## Exercise prompt:
Resume the garden piece on growing roses from the point where it stops, after the sentence about the variety named for La Roseraie de l'Haÿ.

## Text segment:
Toby has a fine collection of low-maintenance roses, including Rosa 'Rambling Rector'

A really good year for the roses!

The early carrots washed away, my salvias drowned, while tulips were like pound shop umbrellas in a gale, inside out as soon as they opened. Proof, if it was needed, that the weather is now officially bonkers. But there is a silver lining… it’s been a really good year for the roses.

I love roses, always have, and even though the soil in my garden doesn’t particularly like them, I’ve built up a collection of good ‘doers’.

As anyone who has tried and failed to get a good display knows, roses can be fussy, especially if you choose a variety that requires ideal conditions of full sun and compost-lavished clay soil.

This photo & inset above left : The glorious morning fragrance of ‘La Roseraie de l’Hay’
Inset right: Rosa 'Ballerina’, the ideal rose for people who don’t like roses

My sloping garden has the sun but the ground is thin and gravelly and although I’ve steadily built it up with compost, I have to choose roses that are unfussy and easy to please. Top of the list, and opening months earlier than it should in April, (have I mentioned the weather?) is a variety named after the oldest rose garden in the world, La Roseraie de l’Haÿ (Roseraie du Val-de-Marne) just south of Paris.

## Excerpted data:
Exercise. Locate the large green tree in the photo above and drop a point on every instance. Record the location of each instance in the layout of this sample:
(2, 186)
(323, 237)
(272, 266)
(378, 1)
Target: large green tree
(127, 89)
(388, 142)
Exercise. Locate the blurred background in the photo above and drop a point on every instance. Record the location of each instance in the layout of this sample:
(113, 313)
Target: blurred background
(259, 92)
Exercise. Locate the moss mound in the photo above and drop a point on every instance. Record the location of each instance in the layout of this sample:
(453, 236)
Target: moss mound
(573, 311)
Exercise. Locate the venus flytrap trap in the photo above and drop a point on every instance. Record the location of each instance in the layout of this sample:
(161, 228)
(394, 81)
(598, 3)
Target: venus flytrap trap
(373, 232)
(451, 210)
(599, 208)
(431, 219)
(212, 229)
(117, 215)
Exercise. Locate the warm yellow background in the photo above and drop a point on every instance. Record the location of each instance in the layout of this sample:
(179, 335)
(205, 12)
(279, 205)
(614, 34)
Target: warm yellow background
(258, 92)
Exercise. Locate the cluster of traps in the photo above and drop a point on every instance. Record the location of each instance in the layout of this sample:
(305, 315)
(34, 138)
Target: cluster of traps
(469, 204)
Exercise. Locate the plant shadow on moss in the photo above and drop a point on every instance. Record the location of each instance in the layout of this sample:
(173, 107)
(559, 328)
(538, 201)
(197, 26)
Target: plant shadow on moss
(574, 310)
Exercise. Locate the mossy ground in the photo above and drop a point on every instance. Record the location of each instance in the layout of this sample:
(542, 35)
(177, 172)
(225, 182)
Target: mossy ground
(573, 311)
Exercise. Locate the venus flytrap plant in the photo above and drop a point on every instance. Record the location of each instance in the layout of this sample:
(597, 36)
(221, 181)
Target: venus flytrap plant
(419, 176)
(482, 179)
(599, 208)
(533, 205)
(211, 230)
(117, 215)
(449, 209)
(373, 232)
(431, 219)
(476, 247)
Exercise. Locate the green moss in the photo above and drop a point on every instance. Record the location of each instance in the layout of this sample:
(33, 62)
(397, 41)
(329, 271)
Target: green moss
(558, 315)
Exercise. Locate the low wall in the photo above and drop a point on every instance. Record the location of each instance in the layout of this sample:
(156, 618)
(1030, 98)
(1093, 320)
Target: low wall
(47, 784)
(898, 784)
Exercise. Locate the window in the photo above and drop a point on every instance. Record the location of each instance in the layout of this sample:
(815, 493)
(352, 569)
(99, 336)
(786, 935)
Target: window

## Response below:
The best morning scent

Almost 2m (6ft) tall and shrubby, this fine specimen, ‘La Roseraie de l‘Hay’ is part of the rugged Rosa rugosa clan that instead of thorns have bristly briars topped with pea green, crinkled foliage (‘rugosa’ means wrinkled in Latinas if you didn’t know!) and it’s tough and disease free, I think of it as the go-to rose for people who can’t grow roses. The flowers are shaped like purple rosettes and flush right through summer, each with a heavy perfume that’s a cross between sweet Turkish Delight and cloves. The fragrance is best in the morning, before the heat of the day has had a chance to evaporate the ‘attar’, or scented oil that collects in the petals. The morning concentration combined with the fact that our noses are more sensitive in dewy air (moisture is essential for our olfactory organs to work at full capacity) makes ‘La Roseraie de l‘Hay’ a gift for early risers like me.

Next door I’ve a Rosa ‘Ballerina’, which is the rose for people who don’t like the look of roses, as the profusion of small, white and pink-edged flowers makes it look like a hydrangea. It’s a type of rose known as a ‘hybrid musk’ – a group bred in Romford in the early 1920s, by one Reverend Joseph Pemberton. I don’t want to get into the thorny thicket of rose history here, but if you have anything less than that ideal clay soil, this is a group to look out for.